ESERCIZIO ASSEGNATO: Aggiorna il brano sulle Troiane riportando tutto da "OLINDO RAMPIN |" giù fino a "del discorso tragico.", con "thrênos" sostituito da "lamento".

BRANO ESTRATTO:
OLINDO RAMPIN | A pochi passi dalla prima fila di spettatori, al centro di una scena povera d’oggetti, Imma Villa è la regina di una città che non esiste più. Accasciata a terra, in antichi abiti luttuosi, Ecuba rivendica con regale fierezza il diritto a piangere. Non sarà il silenzio, ma il thrênos, il canto funebre, ad accompagnare il dolore di questa sovrana dýsdaimon, «infelice». Nelle Troiane, nella versione del greco Euripide ma anche nel vario mosaico di testi, da Seneca a Sartre, che ne sono derivati, e dai quali Carlo Cerciello ha elaborato adattamento e regia aggiungendo il sottotitolo Ovvero in guerra per un fantasma, è l’infelicità umana, prima ancora che la disumanità della guerra, il centro del discorso tragico.
È la «filosofia dolorosa ma vera» che più di duemila anni dopo il Leopardi delle Operette morali, nei panni di Tristano, rivendicherà coraggiosamente, replicando ai suoi detrattori che quella filosofia non era affatto una invenzione sua, ma dei poeti e filosofi antichi «i quali tutti sono pieni pienissimi di favole, di sentenze, di figure significanti l’estrema infelicità umana». Ed Euripide è certamente un nobile antenato di questa illustre prosàpia.

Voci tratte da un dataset
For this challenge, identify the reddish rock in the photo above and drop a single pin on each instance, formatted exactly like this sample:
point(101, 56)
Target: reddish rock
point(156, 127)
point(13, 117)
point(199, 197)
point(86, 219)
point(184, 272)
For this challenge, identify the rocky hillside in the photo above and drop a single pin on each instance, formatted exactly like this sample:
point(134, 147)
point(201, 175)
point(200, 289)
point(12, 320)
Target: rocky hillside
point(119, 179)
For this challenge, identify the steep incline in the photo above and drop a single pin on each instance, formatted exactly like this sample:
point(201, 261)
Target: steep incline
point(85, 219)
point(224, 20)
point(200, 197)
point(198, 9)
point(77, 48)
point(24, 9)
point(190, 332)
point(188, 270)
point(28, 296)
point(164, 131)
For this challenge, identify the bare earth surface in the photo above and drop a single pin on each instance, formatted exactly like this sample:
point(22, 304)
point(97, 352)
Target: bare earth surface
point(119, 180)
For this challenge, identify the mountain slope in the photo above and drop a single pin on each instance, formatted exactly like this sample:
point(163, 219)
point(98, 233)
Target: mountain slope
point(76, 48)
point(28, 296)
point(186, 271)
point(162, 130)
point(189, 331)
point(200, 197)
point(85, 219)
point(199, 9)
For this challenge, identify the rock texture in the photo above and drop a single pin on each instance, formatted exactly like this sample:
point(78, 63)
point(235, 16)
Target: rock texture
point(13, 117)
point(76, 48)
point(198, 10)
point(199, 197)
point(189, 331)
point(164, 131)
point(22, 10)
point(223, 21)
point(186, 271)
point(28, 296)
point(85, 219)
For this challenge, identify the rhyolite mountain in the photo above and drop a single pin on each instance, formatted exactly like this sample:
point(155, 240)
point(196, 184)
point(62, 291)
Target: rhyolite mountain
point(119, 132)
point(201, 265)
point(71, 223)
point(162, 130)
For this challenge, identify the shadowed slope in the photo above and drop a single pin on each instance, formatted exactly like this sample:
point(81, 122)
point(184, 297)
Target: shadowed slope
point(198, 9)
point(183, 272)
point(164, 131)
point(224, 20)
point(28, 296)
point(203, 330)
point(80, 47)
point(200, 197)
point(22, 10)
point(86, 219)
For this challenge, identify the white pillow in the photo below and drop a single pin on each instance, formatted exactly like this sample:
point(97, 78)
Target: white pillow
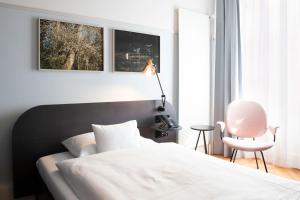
point(117, 136)
point(81, 145)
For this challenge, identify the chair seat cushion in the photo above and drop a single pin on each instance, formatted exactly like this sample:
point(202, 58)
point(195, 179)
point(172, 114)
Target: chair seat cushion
point(247, 144)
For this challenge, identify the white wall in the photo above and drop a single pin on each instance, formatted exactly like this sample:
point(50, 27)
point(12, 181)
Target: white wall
point(153, 13)
point(22, 86)
point(194, 74)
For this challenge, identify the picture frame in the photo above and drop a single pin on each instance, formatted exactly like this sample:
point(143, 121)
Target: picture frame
point(131, 50)
point(70, 46)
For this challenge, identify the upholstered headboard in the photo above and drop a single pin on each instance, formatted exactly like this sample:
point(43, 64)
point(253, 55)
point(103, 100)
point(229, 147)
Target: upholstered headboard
point(40, 130)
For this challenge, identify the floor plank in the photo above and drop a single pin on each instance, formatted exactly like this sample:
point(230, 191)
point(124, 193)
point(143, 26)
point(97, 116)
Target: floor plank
point(290, 173)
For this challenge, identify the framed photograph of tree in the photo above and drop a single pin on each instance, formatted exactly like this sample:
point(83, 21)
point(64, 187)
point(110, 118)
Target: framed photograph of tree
point(69, 46)
point(132, 50)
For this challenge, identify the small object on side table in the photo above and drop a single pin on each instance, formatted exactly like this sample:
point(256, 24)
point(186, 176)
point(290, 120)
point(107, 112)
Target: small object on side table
point(161, 132)
point(202, 128)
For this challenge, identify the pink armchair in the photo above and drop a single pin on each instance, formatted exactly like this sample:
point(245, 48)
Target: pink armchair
point(246, 119)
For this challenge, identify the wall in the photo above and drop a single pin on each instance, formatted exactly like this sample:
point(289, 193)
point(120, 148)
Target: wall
point(22, 86)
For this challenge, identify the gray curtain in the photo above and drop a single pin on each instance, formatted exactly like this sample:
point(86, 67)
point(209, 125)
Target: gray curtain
point(227, 64)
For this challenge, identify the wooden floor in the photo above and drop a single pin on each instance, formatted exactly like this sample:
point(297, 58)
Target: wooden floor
point(273, 169)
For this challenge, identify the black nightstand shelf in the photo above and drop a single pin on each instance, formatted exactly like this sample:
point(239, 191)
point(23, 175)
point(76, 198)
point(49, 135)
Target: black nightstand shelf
point(162, 132)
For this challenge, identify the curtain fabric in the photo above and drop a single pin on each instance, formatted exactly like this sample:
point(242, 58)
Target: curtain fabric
point(227, 64)
point(270, 39)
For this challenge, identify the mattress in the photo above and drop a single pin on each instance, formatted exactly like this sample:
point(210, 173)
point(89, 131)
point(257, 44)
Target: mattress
point(56, 184)
point(167, 172)
point(50, 174)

SOLUZIONE:
OLINDO RAMPIN | A pochi passi dalla prima fila di spettatori, al centro di una scena povera d’oggetti, Imma Villa è la regina di una città che non esiste più. Accasciata a terra, in antichi abiti luttuosi, Ecuba rivendica con regale fierezza il diritto a piangere. Non sarà il silenzio, ma il lamento, il canto funebre, ad accompagnare il dolore di questa sovrana dýsdaimon, «infelice». Nelle Troiane, nella versione del greco Euripide ma anche nel vario mosaico di testi, da Seneca a Sartre, che ne sono derivati, e dai quali Carlo Cerciello ha elaborato adattamento e regia aggiungendo il sottotitolo Ovvero in guerra per un fantasma, è l’infelicità umana, prima ancora che la disumanità della guerra, il centro del discorso tragico.